═════ Selected text ═════
September 18, 2017 | FAH Policy Blog Team
Rural hospitals provide a vital lifeline to nearly 60 million Americans. Whether you are taking you child for a check-up at Mad River Community Hospital in Arcata, California or need emergency care at Desoto Memorial in Arcadia, Florida, facilities from coast to coast keep small communities healthy physically and fiscally.
Now rural hospitals need Congress’ help.
Having a hospital in a rural community can literally save lives. When seconds matter most, having essential health care minutes away, instead of hours, can mean the difference between life and death.
But these facilities are also the center of people’s livelihoods. Around 14% of total employment in small communities is attributed to the health care sector and hospitals are often the largest or the second largest employer in most rural communities. The economic impact radiates far beyond the four walls of the hospital. From the dry cleaner who takes care of workers uniforms and the restaurant where the staff go to lunch to realtors, car dealers and day cares, you would be hard pressed to find a business not touched in some way by those who work for or get treatment at one of these facilities.
═════ Information given ═════
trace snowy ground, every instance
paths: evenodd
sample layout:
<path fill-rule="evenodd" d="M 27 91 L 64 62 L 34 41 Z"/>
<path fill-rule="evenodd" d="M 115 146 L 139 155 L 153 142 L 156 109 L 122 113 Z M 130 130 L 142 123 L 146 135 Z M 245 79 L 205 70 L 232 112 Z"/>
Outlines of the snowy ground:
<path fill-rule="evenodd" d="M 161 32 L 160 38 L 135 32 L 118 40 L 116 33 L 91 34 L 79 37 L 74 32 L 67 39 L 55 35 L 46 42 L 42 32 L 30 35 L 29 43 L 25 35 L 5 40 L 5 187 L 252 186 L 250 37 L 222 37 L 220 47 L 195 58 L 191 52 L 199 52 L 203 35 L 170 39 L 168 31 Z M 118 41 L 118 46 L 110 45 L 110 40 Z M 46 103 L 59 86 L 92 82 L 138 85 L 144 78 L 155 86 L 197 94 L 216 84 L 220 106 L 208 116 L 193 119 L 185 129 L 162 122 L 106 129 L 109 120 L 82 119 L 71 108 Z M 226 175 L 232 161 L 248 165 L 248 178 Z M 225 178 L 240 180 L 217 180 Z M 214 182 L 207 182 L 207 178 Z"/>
═════
What you will do >>
**a.** According to the rural hospitals post, roughly what share of total employment in small communities comes from the health care sector?
**b.** Does each statement agree with the rural hospitals post? Answer yes or no for each, quoting the deciding words.
(i) Rural hospitals serve nearly 60 million Americans.
(ii) Mad River Community Hospital is located in Arcadia, Florida.
(iii) Hospitals are often the largest or second largest employer in most rural communities.
**c.** Return the part of the rural hospitals post starting at "September 18, 2017" and ending at "physically and fiscally.".

Solutions to the exercise >>
**a.** Around 14%.

**b.**
(i) Yes: "Rural hospitals provide a vital lifeline to nearly 60 million Americans."
(ii) No: "Mad River Community Hospital in Arcata, California"
(iii) Yes: "hospitals are often the largest or the second largest employer in most rural communities"

**c.**
September 18, 2017 | FAH Policy Blog Team
Rural hospitals provide a vital lifeline to nearly 60 million Americans. Whether you are taking you child for a check-up at Mad River Community Hospital in Arcata, California or need emergency care at Desoto Memorial in Arcadia, Florida, facilities from coast to coast keep small communities healthy physically and fiscally.